# Written request
Take the line that contains "Place one marker on each instance of the stone paving." and all lines after it, up to and including the last line of the data, and write them out exactly; nothing else belongs in the answer.

# Record list
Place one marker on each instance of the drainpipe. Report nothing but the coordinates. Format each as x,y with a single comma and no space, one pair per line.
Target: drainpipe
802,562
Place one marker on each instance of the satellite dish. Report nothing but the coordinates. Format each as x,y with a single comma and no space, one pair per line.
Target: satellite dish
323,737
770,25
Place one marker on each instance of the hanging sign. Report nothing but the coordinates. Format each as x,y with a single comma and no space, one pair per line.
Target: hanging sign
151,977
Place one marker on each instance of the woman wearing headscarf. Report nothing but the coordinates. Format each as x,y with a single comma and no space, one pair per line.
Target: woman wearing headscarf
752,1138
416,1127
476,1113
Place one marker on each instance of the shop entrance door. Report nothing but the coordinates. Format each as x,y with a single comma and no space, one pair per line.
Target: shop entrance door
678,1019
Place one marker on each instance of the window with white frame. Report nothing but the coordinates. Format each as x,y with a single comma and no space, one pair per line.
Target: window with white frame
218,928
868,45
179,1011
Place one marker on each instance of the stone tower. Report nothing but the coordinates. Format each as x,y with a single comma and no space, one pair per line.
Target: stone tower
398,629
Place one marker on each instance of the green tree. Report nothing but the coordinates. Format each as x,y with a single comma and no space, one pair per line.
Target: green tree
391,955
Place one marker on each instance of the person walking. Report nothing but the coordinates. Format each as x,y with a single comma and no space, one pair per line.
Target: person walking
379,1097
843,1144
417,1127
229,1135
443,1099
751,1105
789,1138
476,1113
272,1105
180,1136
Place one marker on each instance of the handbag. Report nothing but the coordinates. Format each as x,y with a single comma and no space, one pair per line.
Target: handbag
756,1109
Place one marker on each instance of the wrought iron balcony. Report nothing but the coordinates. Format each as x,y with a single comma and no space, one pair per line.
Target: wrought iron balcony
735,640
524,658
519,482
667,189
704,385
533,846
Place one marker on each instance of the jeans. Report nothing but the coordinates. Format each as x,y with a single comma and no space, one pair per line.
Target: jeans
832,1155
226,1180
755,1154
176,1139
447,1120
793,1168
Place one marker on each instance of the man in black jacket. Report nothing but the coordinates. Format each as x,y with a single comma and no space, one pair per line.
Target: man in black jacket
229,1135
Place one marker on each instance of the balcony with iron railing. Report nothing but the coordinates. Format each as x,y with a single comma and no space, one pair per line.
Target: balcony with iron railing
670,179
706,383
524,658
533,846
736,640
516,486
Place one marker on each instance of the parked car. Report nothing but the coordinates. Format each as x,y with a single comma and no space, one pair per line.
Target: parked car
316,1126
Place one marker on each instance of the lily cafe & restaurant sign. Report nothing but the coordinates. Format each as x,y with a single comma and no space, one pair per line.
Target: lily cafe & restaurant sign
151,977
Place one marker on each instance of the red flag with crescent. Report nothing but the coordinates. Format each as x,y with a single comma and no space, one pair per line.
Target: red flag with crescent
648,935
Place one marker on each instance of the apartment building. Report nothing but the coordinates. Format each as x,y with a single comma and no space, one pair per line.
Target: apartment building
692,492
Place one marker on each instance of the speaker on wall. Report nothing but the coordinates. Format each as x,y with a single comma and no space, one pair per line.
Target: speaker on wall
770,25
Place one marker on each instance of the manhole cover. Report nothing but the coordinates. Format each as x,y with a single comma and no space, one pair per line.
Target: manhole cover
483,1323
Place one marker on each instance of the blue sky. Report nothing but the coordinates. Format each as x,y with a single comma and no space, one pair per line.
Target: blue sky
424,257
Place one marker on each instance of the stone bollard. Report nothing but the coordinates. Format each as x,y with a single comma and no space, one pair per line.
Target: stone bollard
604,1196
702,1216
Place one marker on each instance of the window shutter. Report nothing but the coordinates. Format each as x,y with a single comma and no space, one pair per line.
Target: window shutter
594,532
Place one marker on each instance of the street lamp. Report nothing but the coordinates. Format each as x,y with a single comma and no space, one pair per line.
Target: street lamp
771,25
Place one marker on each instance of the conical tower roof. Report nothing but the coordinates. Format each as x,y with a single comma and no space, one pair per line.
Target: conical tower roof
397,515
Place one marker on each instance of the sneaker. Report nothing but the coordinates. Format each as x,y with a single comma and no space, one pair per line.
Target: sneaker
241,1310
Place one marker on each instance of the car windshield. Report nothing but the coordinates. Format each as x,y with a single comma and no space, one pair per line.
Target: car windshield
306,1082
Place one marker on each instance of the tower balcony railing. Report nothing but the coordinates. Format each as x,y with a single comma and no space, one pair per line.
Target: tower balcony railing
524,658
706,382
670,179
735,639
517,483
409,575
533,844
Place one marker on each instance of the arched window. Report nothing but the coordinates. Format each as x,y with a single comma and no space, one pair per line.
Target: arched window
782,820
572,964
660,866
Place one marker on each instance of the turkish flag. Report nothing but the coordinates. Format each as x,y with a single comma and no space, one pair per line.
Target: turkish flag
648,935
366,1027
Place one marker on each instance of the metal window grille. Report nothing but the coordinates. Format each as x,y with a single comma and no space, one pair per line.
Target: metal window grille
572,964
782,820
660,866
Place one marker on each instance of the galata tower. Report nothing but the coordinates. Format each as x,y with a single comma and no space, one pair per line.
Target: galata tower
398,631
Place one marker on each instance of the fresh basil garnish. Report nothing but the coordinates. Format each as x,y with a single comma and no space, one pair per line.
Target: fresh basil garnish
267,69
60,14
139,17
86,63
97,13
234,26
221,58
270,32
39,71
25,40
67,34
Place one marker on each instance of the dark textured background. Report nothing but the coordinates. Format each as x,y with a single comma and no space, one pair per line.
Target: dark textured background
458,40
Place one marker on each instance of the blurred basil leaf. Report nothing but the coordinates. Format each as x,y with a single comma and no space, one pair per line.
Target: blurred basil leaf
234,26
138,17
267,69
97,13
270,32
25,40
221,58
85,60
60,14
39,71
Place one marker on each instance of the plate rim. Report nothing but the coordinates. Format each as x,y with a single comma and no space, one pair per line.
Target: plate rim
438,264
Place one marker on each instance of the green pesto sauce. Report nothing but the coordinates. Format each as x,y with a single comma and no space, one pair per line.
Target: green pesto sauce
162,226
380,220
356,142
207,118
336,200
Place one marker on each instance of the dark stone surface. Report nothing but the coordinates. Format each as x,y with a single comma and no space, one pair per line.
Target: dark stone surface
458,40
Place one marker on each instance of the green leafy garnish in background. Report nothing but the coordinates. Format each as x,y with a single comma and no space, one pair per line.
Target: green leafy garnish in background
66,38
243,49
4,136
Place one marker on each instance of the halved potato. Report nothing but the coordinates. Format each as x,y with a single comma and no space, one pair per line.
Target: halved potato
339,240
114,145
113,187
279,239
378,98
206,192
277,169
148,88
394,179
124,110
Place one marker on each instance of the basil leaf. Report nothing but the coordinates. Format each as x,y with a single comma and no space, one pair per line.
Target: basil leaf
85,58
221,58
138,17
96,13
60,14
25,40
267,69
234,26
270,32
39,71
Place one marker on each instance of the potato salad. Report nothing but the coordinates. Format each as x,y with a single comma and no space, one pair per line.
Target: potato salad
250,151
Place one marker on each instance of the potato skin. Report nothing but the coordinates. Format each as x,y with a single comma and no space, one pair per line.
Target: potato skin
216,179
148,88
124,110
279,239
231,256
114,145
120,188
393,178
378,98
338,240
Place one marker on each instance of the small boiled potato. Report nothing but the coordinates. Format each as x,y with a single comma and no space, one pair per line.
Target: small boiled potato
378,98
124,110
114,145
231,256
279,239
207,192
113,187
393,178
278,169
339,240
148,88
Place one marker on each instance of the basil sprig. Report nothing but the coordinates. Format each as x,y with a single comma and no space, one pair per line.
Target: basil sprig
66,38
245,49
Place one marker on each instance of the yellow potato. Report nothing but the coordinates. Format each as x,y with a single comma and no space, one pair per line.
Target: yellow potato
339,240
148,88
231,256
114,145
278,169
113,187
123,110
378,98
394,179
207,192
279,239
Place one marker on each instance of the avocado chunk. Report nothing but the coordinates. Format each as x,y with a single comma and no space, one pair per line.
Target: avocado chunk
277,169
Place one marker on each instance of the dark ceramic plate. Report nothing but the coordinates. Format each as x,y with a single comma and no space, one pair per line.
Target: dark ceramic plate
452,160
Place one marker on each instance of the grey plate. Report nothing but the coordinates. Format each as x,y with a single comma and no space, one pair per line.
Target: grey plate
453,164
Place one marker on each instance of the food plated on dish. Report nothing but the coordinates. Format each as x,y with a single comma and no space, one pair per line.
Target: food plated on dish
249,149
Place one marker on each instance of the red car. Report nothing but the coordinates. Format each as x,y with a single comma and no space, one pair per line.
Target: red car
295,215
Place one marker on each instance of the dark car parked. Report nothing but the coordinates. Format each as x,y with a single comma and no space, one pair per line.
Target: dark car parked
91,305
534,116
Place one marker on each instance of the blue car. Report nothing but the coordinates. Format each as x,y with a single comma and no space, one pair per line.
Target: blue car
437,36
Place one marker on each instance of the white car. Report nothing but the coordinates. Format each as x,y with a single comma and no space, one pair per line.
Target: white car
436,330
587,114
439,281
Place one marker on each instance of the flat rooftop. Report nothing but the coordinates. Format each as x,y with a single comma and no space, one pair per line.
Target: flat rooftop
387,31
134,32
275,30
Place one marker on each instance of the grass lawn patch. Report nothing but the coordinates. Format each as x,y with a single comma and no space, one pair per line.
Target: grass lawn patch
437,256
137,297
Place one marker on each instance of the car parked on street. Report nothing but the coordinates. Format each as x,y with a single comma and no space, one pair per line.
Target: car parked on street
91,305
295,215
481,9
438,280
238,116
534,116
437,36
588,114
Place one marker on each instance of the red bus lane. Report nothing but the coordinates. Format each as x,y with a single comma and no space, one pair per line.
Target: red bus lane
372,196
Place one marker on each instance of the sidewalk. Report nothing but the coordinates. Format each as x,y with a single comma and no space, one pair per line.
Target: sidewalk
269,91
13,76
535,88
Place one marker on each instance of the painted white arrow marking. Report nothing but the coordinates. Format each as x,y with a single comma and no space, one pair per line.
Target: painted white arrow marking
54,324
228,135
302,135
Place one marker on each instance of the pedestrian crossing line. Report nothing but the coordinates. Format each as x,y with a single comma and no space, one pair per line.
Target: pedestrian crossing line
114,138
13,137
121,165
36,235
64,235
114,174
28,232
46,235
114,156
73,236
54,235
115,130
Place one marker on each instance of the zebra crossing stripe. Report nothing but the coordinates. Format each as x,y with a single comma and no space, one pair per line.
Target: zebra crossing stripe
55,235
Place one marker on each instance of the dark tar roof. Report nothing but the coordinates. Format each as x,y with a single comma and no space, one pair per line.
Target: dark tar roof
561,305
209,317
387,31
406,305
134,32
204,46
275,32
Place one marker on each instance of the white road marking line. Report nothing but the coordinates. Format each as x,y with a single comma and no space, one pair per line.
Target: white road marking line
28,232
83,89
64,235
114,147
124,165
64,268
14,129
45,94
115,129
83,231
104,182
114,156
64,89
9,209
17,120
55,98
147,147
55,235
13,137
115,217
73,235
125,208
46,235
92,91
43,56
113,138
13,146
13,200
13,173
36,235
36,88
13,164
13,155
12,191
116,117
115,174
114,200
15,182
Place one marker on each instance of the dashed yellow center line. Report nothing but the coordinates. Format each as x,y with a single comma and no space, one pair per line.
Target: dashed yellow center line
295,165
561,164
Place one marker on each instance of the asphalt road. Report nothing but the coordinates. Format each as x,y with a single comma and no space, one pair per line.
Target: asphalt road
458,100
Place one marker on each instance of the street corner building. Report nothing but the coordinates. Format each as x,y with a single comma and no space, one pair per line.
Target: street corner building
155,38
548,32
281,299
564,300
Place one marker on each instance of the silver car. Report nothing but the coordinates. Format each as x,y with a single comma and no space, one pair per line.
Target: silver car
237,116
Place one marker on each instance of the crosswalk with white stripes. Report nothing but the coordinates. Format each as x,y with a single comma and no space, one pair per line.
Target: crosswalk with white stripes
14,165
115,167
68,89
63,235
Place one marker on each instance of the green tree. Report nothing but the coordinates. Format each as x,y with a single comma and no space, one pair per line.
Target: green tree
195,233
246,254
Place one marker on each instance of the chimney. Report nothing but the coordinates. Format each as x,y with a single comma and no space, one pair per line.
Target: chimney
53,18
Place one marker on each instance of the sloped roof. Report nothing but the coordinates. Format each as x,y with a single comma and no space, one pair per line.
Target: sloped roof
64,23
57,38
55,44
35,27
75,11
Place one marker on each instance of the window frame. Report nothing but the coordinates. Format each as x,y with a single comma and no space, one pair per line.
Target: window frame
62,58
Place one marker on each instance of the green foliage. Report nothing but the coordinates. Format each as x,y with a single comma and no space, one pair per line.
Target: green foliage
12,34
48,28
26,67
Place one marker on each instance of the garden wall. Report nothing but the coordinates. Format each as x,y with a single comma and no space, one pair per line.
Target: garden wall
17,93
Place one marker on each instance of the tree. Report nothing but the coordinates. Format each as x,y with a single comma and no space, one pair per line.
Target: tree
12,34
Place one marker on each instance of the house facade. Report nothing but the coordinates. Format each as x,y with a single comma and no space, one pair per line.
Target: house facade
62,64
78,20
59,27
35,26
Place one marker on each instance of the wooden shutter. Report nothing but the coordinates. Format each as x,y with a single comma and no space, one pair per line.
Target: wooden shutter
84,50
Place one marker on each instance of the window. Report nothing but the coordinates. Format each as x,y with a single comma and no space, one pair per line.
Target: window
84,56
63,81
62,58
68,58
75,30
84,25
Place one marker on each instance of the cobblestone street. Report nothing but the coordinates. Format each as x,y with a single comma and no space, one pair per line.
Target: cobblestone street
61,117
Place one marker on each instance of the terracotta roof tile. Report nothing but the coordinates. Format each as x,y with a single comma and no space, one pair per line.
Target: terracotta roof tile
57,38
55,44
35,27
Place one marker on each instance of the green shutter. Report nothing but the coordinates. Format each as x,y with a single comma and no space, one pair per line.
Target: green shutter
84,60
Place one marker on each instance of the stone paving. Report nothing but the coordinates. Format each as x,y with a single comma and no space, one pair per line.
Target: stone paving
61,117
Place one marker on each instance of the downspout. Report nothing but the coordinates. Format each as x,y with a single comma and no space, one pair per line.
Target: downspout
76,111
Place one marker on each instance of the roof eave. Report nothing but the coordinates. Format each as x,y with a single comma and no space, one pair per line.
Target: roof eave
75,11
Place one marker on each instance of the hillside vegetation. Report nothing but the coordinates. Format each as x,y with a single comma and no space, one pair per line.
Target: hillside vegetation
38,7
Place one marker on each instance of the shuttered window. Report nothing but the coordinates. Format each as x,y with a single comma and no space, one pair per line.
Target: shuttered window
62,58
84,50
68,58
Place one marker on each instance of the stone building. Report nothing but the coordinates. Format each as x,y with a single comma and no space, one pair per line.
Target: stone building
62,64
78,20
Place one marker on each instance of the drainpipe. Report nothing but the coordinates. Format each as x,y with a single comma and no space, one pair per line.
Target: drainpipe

# Expected answer
Place one marker on each instance of the stone paving. Report nothing but the coordinates. Format each as x,y with a single comma and no space, one pair per line.
Target: stone paving
61,117
Place one marker on each instance of the downspout. Report nothing but the coordinates. Format each as x,y with a single comma and no space, one pair per line.
Target: downspout
76,111
Place one marker on each instance of the roof eave. Report nothing but the coordinates. Format each as x,y with a single comma and no space, one pair per line.
Target: roof eave
75,11
Place one marker on each instance of the hillside vegetation. Report nothing but the coordinates. Format each as x,y with a single comma and no space, one pair per line.
Target: hillside vegetation
38,7
Place one marker on each instance of the shuttered window. Report nothing but the coordinates. Format each as x,y with a single comma and no space, one pair per line.
Target: shuttered window
62,58
84,50
68,58
Place one marker on each instance of the stone building. Report nothing but the coordinates. Format each as x,y with a single comma and no space, one pair per line.
Target: stone building
62,64
78,20
Place one marker on each instance of the drainpipe. Report nothing but the coordinates. Format each as x,y with a single comma and no space, one pair per line.
Target: drainpipe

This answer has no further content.